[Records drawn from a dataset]
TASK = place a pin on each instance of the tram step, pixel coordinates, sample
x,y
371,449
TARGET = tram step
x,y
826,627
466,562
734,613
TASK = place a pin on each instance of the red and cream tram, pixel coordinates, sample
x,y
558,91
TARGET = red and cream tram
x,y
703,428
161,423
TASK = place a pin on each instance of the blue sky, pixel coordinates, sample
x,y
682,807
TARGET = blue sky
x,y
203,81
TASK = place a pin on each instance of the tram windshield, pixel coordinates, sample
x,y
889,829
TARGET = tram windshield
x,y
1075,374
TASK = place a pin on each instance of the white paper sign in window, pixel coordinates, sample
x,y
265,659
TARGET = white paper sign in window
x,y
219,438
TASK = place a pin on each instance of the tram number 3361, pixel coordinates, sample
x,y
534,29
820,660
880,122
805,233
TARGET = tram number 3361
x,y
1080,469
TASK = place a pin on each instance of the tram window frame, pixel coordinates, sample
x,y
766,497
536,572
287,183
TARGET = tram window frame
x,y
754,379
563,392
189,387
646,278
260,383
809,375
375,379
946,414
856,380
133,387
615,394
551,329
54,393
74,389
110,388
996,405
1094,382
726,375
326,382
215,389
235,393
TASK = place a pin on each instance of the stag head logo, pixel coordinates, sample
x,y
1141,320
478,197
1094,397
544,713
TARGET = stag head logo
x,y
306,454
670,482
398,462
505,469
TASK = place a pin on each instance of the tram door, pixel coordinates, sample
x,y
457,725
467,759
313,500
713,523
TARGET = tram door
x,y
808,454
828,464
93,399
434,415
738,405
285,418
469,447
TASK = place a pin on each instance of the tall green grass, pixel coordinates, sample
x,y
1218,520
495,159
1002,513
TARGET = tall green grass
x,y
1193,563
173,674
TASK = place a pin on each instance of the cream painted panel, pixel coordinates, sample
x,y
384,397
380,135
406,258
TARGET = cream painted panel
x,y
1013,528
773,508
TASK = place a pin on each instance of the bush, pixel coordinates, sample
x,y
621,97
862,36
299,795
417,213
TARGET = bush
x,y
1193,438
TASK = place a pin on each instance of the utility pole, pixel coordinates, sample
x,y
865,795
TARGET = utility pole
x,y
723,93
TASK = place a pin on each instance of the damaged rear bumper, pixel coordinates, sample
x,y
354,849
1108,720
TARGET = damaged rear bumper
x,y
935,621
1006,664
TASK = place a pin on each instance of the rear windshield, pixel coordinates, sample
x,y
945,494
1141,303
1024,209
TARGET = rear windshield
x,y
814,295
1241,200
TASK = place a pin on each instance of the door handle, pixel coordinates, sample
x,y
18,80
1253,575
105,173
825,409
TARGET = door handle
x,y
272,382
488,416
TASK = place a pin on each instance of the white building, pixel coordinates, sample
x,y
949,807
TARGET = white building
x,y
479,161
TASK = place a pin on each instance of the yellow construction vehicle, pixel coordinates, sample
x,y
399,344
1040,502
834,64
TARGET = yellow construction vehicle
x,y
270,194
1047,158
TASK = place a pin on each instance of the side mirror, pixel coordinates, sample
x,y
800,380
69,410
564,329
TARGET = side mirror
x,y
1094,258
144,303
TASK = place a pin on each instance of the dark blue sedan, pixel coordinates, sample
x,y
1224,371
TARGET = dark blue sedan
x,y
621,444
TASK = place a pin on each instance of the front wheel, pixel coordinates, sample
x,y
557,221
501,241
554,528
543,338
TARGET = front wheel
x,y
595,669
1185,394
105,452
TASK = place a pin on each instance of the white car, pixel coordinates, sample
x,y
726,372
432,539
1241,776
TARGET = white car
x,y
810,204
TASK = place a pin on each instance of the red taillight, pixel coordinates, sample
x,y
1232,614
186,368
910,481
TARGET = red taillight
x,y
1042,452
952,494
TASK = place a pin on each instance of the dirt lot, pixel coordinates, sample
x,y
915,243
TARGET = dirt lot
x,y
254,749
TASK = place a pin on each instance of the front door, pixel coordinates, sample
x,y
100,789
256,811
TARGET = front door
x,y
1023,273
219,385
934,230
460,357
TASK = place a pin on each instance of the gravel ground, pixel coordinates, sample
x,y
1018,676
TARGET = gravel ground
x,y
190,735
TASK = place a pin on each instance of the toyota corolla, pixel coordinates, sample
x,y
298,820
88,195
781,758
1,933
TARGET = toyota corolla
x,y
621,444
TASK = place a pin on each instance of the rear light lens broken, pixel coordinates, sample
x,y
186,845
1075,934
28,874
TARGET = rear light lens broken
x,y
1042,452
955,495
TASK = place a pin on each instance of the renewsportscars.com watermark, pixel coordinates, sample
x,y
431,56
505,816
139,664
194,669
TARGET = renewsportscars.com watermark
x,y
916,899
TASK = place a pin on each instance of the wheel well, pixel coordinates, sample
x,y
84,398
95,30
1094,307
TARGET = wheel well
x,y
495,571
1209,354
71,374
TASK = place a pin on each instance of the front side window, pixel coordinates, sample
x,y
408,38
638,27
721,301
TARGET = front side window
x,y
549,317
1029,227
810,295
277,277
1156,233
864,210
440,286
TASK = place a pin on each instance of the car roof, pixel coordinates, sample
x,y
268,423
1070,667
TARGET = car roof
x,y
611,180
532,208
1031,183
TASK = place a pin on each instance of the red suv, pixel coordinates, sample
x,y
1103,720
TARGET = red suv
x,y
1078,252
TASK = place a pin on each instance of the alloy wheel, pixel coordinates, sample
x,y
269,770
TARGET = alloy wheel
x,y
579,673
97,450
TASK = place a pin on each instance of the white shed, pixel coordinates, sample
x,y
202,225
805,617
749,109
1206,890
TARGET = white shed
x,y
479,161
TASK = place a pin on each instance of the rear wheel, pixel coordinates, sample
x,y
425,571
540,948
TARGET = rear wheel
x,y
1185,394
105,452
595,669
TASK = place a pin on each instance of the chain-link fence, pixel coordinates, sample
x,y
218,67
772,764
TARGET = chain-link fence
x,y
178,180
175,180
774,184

### EXERCISE BRIEF:
Repeat the data in full. Nothing may be dropped or altered.

### RESULT:
TASK = place a pin on each instance of the tram step, pixel coordinates, sample
x,y
371,449
TARGET = tram step
x,y
826,627
466,562
734,613
TASK = place a pin on each instance of the red and cream tram, pixel coordinates, sample
x,y
558,91
TARGET = red and cream tram
x,y
703,428
161,423
TASK = place a pin on each instance of the blue sky, pixel coordinates, sample
x,y
682,807
TARGET = blue sky
x,y
203,81
TASK = place a pin on each instance of the tram windshield, pixel coordinates, sample
x,y
889,829
TARGET = tram windshield
x,y
1075,374
TASK = place a pin on each instance of the white paper sign in window, pixel coordinates, sample
x,y
265,659
TARGET = white paper sign in window
x,y
219,438
TASK = place a pin on each instance of the tram number 3361, pixel coordinates, sample
x,y
534,29
820,660
880,122
805,233
TARGET = tram number 3361
x,y
1080,469
TASK = place a pin on each instance of the tram window frame, pixel coordinates, sample
x,y
766,497
536,572
287,183
TARGET = tram window frame
x,y
754,379
563,392
189,387
646,278
260,383
809,375
375,379
946,414
856,380
133,387
615,394
551,329
54,393
74,389
110,388
996,405
1094,382
726,375
326,382
215,389
235,393
TASK = place a pin on each instance of the stag head logo, pixel coordinates, sample
x,y
1141,320
478,197
1094,397
544,713
TARGET = stag head logo
x,y
306,454
670,482
398,462
505,469
TASK = place a pin on each instance of the tram door, pixel coordinates, sample
x,y
457,725
467,759
313,500
713,523
TARGET = tram door
x,y
808,454
828,464
93,399
434,415
738,405
285,418
469,447
TASK = place a pin on each instance of the tall green grass, pixel coordinates, sample
x,y
1218,520
495,159
1002,513
TARGET = tall green grass
x,y
1193,563
173,674
TASK = place a pin on each instance of the cream painted panel, pixel coordinates, sample
x,y
384,397
380,135
406,258
TARGET = cream painted panel
x,y
1013,528
773,508
TASK = place a pin on each instance of the bush, pixel coordinates, sample
x,y
621,97
862,36
299,795
417,213
TARGET = bush
x,y
1193,438
TASK = place a pin on each instance of the utility pole, pixel coordinates, sample
x,y
865,795
TARGET = utility pole
x,y
723,93
TASK = place a pin on each instance of the damaged rear bumper, pixel coordinates, sample
x,y
354,849
1108,720
TARGET = damaged rear bumper
x,y
935,621
1006,664
TASK = place a pin on each instance of the rear windshield, pixel coordinates, sample
x,y
945,494
1141,303
1024,209
TARGET = rear windshield
x,y
814,295
1241,200
TASK = place a pin on each instance of the door handle, pixel coordinates, sample
x,y
18,80
1253,575
105,173
825,409
TARGET = door handle
x,y
272,382
488,416
TASK = place a pin on each instance of the white building, pixel coordinates, sample
x,y
949,807
TARGET = white building
x,y
479,161
TASK = place a pin on each instance of the yellow construction vehicle, pixel coordinates, sample
x,y
399,344
1040,502
834,64
TARGET = yellow construction vehicle
x,y
270,194
1047,158
TASK = place a pin on each instance of the side mirror, pixel coordinates, sample
x,y
800,380
69,410
564,329
TARGET = side mirror
x,y
1094,258
144,303
TASK = place a pin on each instance of the dark blue sedan, pixel coordinates, sample
x,y
1224,371
TARGET = dark blue sedan
x,y
621,444
TASK = place a pin on each instance of the front wheel, pixel coordinates, sample
x,y
557,221
501,241
554,528
543,338
TARGET = front wheel
x,y
595,669
1185,394
105,452
TASK = place a pin on each instance of the white car, pixel coordinates, sample
x,y
726,372
432,539
1241,776
TARGET = white car
x,y
810,204
TASK = place a pin on each instance of the red taillight, pixel coordinates, sample
x,y
1232,614
186,368
910,481
TARGET = red taillight
x,y
1042,452
952,494
TASK = place a pin on each instance of the dirt lot, pixel coordinates, sample
x,y
915,243
TARGET = dirt lot
x,y
254,749
TASK = place a pin on each instance of the front door, pixel coordinates, sample
x,y
100,789
256,811
TARGET = front door
x,y
1023,273
219,385
934,230
460,357
TASK = place a pin on each instance of the gravel ground, pixel coordinates, sample
x,y
1018,676
TARGET = gravel ground
x,y
190,735
TASK = place a pin on each instance of the toyota corolla, pixel coordinates, sample
x,y
298,820
88,195
781,758
1,933
TARGET = toyota corolla
x,y
621,444
TASK = place a pin on each instance of the rear light lens broken, pixel coordinates, sample
x,y
186,845
1075,934
28,874
TARGET = rear light lens broken
x,y
1042,452
955,495
TASK = place a pin on each instance of the renewsportscars.com watermark, pixel coordinates, sample
x,y
431,56
505,816
139,664
194,669
TARGET = renewsportscars.com watermark
x,y
916,899
TASK = place a pin on each instance of the wheel well, pixel coordinates, sample
x,y
84,398
95,30
1094,307
TARGET = wheel well
x,y
495,571
1209,354
71,374
TASK = place a pin on each instance of the front side window, pixel coordinates, sample
x,y
408,38
638,27
721,301
TARGET = front side window
x,y
549,317
1029,227
810,295
277,277
1156,233
864,210
440,286
TASK = place a pin on each instance of the car roof, pixel coordinates, sample
x,y
268,423
1070,667
TARGET = car roof
x,y
611,180
532,208
1031,183
TASK = place a pin on each instance of the red suv, pixel coordinates, sample
x,y
1103,720
TARGET = red suv
x,y
1078,252
TASK = place a pin on each instance of the alloy wheel, pixel coordinates, sample
x,y
269,770
TARGET = alloy wheel
x,y
579,673
97,450
TASK = place a pin on each instance of the white shed, pixel coordinates, sample
x,y
202,225
805,617
749,109
1206,890
TARGET = white shed
x,y
479,161
TASK = place a pin on each instance of the rear wheel, pixel coordinates, sample
x,y
425,571
540,948
TARGET = rear wheel
x,y
1185,394
105,452
595,669
TASK = place a pin on each instance of the chain-link fence, pixel coordinates, sample
x,y
218,67
772,764
TARGET = chain-link fence
x,y
178,180
175,180
774,184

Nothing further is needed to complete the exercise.